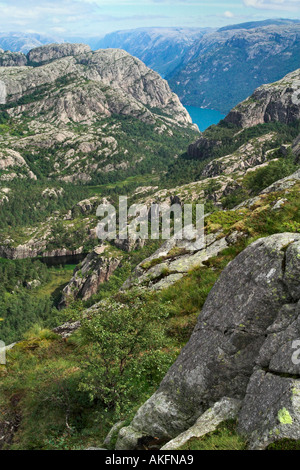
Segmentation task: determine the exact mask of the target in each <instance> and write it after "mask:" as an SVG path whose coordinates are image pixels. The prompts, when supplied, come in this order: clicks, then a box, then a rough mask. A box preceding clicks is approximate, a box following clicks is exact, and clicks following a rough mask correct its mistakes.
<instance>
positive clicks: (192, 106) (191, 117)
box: [185, 106, 225, 132]
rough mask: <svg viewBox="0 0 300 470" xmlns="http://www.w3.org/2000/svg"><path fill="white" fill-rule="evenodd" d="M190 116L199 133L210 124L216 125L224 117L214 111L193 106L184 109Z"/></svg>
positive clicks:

→ **Instructions to follow**: Go through the entries above and count the lines with the word "positive", then give only that number.

→ **Finished exercise**: 2